Lesetext –
--------------------
Entwicklung ist die Hauptaufgabe der Kindheit und Jugend. Wir entwickeln unsere Persönlichkeit, unsere Identität, kognitive Fähigkeiten, emotionale und soziale Reife. Damit wir uns gut entwickeln können, brauchen wir gute Bedingungen, d. h. liebevolle und schützende Erwachsene und eine sichere Umgebung.

Wenn die Bedingungen nicht gut sind, wenn die Umgebung, in der wir leben, uns nicht gut tut, dann haben wir keine Wahl, wir entwickeln uns „anders“, wir entwickeln Überlebensstrategien, d. h. Verhaltensweisen, die es uns möglich machen auch unter diesen Bedingungen, in dieser Umwelt zu leben. Wenn wir z. B. innerhalb unserer eigenen Familie irgendeine Form von Gewalt oder auch Vernachlässigung erleben, dann ist das für uns „normal“ im Sinne von alltäglich. Wir können es nicht angemessen einordnen, weil wir es nicht anders kennen, aber auch aufgrund unserer noch nicht ausgereiften kognitiven Fähigkeiten. Aber wir lernen, wie alle Kinder und Jugendlichen  –  in diesem Fall lernen wir, dass das, was wir erleben, normal ist, und dass es „normal“ ist, keine Hilfe zu bekommen. Zu unserer Entwicklung gehört auch die Entwicklung von Einstellungen und Überzeugungen. Wir fühlen uns nicht wohl, mit dem was passiert und wie wir leben (müssen)  –  das spüren wir. Wir versuchen damit klar zu kommen, es „irgendwie“ einzuordnen bzw. zu verarbeiten. Die einzig mögliche Form der psychischen Verarbeitung in diesem Alter ist es, die Schuld bei sich selbst zu suchen. So entwickeln wir die Einstellung, dass wir selbst Schuld haben, weil wir nichts wert sind, weil wir böse sind… Diese Einstellungen und destruktiven Überzeugungen prägen dann leider auch unser weiteres Leben, unsere schulische und berufliche Entwicklung ebenso wie unsere Beziehungen und unsere Erwartungen. Wir leben in der Überzeugung nichts Gutes verdient zu haben, stehen uns vielleicht an vielen Stellen selbst im Weg und leben bedeutet unter Umständen eine permanente Anstrengung, weil wir ja nie (gut) genug sind. Wenn wir keine Unterstützung bekommen, wenn wir mit all dem allein bleiben, dann kann es sein, dass wir diese Überzeugungen auch noch als Erwachsene in uns tragen und sie unter Umständen an unsere eigenen Kinder weitergeben.
--------------------
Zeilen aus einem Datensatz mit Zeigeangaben
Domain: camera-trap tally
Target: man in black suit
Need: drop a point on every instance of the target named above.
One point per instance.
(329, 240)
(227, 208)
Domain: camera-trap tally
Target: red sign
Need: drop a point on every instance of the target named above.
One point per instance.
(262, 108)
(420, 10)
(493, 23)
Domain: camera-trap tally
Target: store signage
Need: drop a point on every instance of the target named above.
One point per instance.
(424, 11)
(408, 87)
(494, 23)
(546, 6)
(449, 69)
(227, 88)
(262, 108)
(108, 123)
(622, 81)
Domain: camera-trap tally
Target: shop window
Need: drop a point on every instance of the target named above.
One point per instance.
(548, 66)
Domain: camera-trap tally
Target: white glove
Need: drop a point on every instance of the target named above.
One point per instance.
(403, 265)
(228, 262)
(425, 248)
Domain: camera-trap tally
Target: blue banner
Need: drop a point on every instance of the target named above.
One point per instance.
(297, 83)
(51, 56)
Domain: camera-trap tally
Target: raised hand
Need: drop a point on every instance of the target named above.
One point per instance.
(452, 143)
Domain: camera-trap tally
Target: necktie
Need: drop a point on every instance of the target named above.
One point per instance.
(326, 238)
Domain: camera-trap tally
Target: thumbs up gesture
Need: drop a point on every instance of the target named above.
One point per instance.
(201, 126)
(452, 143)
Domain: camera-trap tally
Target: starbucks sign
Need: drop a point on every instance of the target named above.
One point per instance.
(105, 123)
--------------------
Schriftliche Aufgaben –
**a)** Zähle auf, was wir laut dem Lesetext über Entwicklung in Kindheit und Jugend entwickeln.
**b)** Setze den Lesetext über Entwicklung in Kindheit und Jugend im Anschluss an seinen letzten Satz fort.
Die Einträge sind hierfür ohne Belang.

Lösungen –
**a)** Persönlichkeit, Identität, kognitive Fähigkeiten, emotionale und soziale Reife

**b)**
Deshalb brauchen wir, wie Wilma Weiß in ihrem Buch „Philipp sucht sein ich  –  Zum pädagogischen Umgang mit Traumata in den Erziehungshilfen“ schreibt, eine traumabezogene Pädagogik, denn die Definition von Traumabewältigung ist in Bewegung. Für traumatisierte Kinder und Jugendliche bedeutet Traumabewältigung das Verlassen der Opferrolle. Sie lernen mit pädagogischer Unterstützung für ihr Leben eigenverantwortlich zu sein. G. Hüther bezeichnet als vielleicht wichtigstes Ziel der Traumabewältigung die Veränderung der als Folge der Traumatisierung entstandenen Haltungen. Dazu zählt der Verlust von Vertrauen in und die Ablehnung von Sicherheit bietenden Beziehungen.
Wir haben als Folge der Traumatisierungen und weil wir ja irgendwie überleben mussten, Überlebensstrategien entwickelt. Diese Überlebensstrategien zeigen sich in unserem Verhalten und Auftreten. Oft fühlen sich andere Menschen (unsere Eltern, Geschwister, FreundInnen etc.) und unsere Umwelt (Kindertagesstätte, Schule etc.) davon gestört. Unser Gefühl falsch, schlecht, schuld zu sein, verstärkt sich dadurch noch. Was gut, hilfreich und vor allem entlastend sein könnte, wäre eine Unterstützung, die uns hilft, unsere Verhaltensweisen zu verstehen und als das einzuordnen, was sie sind  –  Reaktionen auf eine völlig abnormale Situation  – eben Überlebensstrategien. Als solche machen sie einen Sinn  –  egal, wie störend oder schädigend sie auch sein mögen. Genau diese Form der Unterstützung kann uns die Traumapädagogik bieten.

Martin Kühn spricht, wenn es um Traumapädagogik geht, von der Pädagogik des „sicheren Ortes“. Denn was bei Trauma am meisten gefehlt hat, ist Sicherheit und Kontrolle.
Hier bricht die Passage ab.